» **Exercise directions**
From the records below, copy out word for word the lines that begin with the line containing "man's face, which" and end with the line containing "[(759, 205)]". Include both of those lines and nothing else.

» **Supplied data**
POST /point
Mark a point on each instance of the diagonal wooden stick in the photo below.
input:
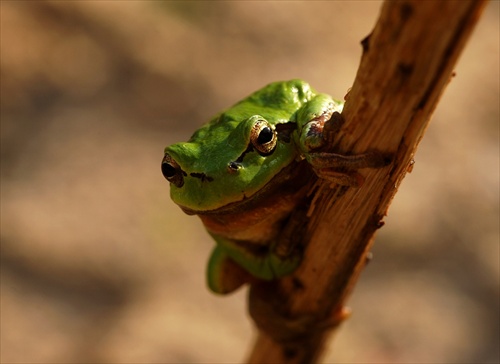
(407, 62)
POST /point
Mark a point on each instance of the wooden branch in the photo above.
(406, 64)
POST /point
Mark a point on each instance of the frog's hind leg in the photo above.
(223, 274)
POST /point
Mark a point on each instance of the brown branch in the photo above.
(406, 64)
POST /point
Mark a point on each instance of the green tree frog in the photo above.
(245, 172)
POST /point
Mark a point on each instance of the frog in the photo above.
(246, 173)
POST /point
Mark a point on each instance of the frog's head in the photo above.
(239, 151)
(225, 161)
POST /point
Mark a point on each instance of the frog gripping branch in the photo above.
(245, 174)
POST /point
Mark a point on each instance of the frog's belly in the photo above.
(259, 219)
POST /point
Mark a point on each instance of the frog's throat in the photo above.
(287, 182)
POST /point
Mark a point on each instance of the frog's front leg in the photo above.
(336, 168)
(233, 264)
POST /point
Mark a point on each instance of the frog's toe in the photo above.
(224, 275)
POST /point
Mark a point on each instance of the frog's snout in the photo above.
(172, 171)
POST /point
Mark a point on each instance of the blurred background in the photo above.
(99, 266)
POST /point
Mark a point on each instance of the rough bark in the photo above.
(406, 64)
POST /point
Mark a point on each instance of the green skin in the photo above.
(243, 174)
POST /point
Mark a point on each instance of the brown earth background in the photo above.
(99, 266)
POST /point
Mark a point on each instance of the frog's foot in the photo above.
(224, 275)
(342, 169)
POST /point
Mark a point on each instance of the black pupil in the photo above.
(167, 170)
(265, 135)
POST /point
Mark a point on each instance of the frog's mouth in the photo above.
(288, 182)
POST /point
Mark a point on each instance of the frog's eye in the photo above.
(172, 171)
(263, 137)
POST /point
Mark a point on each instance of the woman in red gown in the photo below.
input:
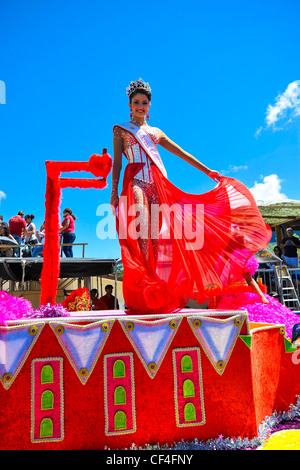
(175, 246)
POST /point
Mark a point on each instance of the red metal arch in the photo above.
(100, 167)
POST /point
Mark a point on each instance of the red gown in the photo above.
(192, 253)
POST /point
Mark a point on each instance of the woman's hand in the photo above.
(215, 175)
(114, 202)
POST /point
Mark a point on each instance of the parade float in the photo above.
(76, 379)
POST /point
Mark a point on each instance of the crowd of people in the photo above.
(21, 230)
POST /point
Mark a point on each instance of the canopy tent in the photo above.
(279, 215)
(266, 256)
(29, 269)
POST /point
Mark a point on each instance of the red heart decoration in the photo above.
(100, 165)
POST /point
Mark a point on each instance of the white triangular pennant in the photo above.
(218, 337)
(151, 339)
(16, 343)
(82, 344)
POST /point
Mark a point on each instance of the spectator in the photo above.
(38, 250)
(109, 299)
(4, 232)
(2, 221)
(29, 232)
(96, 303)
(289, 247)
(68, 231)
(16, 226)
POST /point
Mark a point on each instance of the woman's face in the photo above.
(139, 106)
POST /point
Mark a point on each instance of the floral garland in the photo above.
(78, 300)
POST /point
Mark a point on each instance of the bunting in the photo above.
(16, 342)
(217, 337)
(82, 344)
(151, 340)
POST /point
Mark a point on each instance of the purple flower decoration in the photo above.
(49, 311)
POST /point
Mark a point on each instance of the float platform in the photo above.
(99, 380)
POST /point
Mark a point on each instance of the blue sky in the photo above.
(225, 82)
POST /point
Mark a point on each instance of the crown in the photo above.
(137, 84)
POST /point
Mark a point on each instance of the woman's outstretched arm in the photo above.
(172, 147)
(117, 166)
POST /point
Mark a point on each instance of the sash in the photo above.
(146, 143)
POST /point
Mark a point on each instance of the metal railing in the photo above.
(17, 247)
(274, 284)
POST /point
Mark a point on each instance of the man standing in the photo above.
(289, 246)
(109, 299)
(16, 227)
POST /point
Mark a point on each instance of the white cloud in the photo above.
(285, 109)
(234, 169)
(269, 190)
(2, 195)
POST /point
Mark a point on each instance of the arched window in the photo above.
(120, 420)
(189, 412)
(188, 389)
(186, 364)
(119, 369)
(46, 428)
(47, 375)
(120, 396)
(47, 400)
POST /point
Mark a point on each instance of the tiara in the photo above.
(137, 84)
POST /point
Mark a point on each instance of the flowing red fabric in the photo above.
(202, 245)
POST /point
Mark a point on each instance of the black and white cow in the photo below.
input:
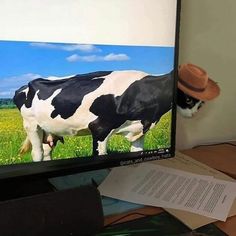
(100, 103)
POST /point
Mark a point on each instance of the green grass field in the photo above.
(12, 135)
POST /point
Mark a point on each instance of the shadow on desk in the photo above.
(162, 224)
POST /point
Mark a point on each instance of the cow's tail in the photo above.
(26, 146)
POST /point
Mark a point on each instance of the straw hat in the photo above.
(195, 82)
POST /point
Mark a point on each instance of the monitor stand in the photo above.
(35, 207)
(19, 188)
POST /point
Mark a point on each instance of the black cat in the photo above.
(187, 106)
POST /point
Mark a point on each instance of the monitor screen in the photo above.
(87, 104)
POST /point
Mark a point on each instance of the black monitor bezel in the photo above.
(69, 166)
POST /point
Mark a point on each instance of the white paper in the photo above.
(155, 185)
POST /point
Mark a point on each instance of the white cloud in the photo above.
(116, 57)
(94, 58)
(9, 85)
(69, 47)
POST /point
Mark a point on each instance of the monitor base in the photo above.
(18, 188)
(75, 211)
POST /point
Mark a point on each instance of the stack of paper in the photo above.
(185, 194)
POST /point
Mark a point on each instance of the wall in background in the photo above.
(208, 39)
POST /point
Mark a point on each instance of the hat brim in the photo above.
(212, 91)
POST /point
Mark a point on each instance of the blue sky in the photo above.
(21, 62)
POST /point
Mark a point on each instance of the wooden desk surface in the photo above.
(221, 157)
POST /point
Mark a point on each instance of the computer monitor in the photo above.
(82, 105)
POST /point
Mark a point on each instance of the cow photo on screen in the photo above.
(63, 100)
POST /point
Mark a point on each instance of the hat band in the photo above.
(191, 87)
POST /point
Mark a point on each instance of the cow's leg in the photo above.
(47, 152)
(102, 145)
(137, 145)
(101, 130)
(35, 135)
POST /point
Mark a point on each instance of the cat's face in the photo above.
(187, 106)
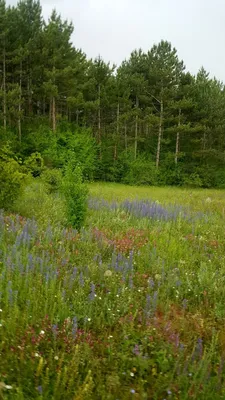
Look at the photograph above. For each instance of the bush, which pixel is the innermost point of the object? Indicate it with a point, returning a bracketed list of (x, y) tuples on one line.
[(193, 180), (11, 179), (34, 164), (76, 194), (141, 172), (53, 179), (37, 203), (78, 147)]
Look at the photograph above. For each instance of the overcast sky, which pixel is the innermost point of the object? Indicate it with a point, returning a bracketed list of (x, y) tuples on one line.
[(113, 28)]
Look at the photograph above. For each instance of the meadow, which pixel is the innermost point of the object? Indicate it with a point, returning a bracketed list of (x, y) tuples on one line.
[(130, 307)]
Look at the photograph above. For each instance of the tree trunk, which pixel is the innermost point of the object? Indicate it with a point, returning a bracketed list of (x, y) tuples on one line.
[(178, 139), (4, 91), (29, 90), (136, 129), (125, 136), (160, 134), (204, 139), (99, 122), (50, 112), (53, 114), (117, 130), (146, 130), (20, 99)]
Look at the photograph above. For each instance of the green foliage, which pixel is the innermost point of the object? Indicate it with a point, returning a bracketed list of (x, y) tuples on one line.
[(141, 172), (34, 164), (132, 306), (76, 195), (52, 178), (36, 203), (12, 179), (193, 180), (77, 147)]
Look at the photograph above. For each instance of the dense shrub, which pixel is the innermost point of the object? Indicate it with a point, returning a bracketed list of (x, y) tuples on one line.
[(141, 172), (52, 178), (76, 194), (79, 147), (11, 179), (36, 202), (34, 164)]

---

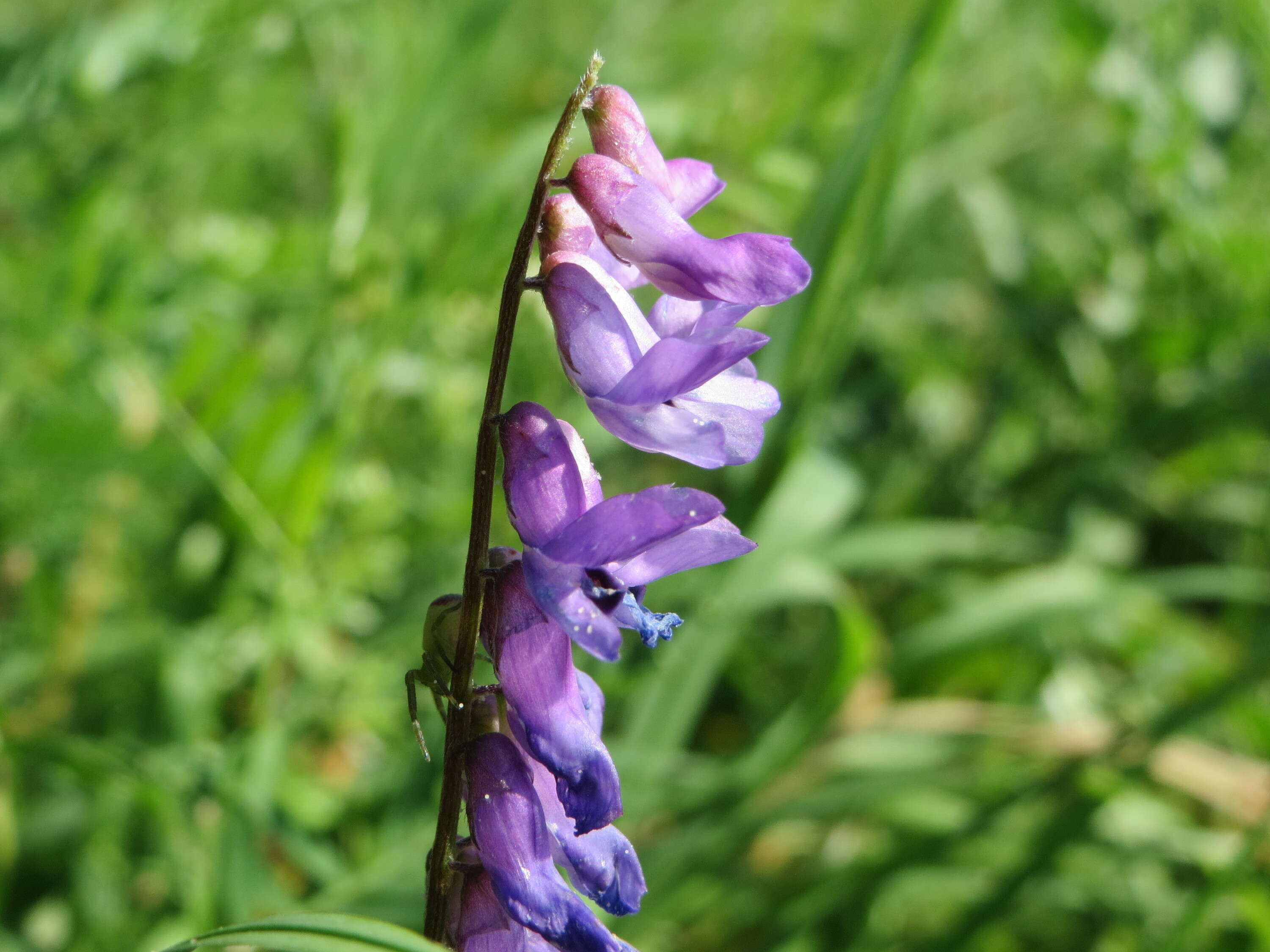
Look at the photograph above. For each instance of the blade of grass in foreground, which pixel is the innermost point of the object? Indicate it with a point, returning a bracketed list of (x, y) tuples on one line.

...

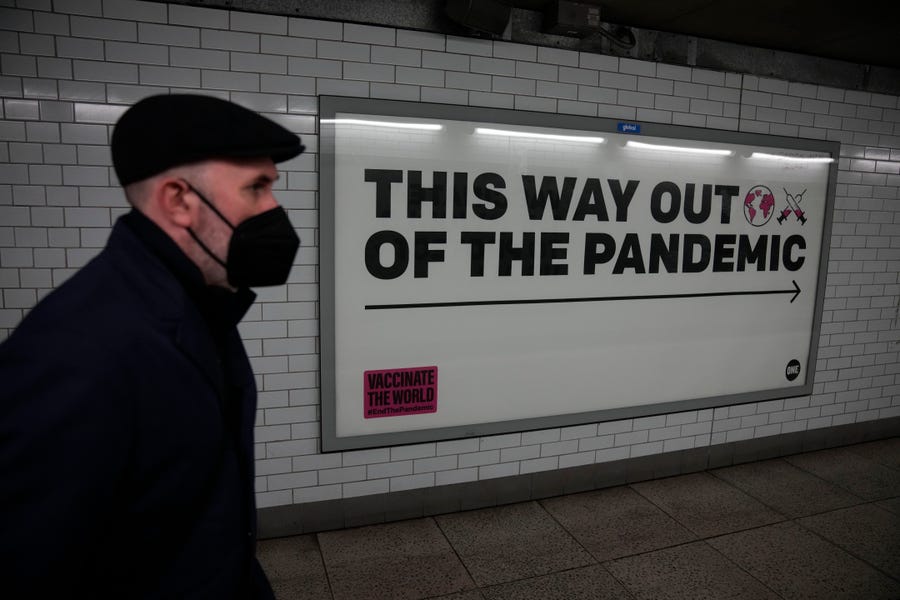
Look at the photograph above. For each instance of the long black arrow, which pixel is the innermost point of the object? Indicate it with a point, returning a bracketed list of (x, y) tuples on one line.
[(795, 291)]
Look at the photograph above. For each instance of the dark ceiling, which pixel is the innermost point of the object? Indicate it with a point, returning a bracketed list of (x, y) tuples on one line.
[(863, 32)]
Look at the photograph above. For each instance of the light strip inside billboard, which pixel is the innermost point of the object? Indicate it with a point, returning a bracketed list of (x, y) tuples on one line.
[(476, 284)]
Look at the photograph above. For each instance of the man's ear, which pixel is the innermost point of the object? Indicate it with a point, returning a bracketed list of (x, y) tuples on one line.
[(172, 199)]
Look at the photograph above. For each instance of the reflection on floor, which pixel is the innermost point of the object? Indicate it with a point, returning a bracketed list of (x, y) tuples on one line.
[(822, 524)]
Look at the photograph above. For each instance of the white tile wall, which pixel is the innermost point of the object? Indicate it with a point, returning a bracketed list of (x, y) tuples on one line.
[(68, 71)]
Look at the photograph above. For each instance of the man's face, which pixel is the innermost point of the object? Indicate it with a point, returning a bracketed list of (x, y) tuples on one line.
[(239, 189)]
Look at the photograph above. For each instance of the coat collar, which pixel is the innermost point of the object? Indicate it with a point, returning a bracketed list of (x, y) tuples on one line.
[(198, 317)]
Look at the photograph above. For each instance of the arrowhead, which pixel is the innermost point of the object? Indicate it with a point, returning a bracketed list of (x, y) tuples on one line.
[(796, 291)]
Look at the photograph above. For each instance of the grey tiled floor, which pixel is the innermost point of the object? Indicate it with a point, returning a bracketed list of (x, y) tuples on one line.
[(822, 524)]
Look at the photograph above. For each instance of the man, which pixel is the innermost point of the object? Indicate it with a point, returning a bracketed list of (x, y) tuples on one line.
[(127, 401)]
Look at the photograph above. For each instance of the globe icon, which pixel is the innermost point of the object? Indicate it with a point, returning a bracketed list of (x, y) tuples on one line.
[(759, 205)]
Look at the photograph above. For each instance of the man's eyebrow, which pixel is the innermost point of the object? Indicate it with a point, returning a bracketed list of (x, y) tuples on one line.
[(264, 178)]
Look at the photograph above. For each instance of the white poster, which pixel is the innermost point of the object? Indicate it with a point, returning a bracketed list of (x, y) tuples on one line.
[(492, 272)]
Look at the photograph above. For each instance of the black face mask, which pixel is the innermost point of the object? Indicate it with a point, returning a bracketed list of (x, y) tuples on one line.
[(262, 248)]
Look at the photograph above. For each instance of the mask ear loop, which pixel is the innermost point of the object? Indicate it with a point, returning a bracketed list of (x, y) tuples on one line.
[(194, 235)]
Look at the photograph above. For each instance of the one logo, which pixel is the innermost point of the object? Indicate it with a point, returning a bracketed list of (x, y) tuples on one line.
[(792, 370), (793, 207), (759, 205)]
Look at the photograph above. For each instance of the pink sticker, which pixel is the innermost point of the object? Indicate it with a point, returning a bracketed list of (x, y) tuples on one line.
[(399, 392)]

» **Response to the exercise**
Look at the photograph above. For each instance of the man's face, which pixel is the innermost point of the object? Indicate it with a point, returning a bracketed list of (x, y) tuples on one line.
[(239, 189)]
Look at the photograph above. For each instance of the coat collar, which pixel is the innermost point of the object? Indicate it with a point, returning a bracketed list of (x, y) tuples on one line.
[(198, 317)]
Look at the photograph above. For each instance of the arrowhead, which pixel is the innermost point of the object? Indicate it with a point, returning a bracketed list of (x, y) tuples on one line.
[(796, 291)]
Look at the photograph above. For each instance of the grey tiled floor, which pixel is the innermost point of the object? Indicate it with a point, returning a bracketed list of (x, y) tuples on one line.
[(822, 524)]
Look at the photograph above. For each instance of the man, which pixel is the innermost point of the object? Indicate it with a point, returning a bracketed list of (x, y) tuples on one line.
[(127, 401)]
Look at the photograph above. For each instance of the globe icon, which pixel is the innermost point of the object? Indicate it with a point, returning a bracketed list of (x, y) tuples on one line.
[(759, 205)]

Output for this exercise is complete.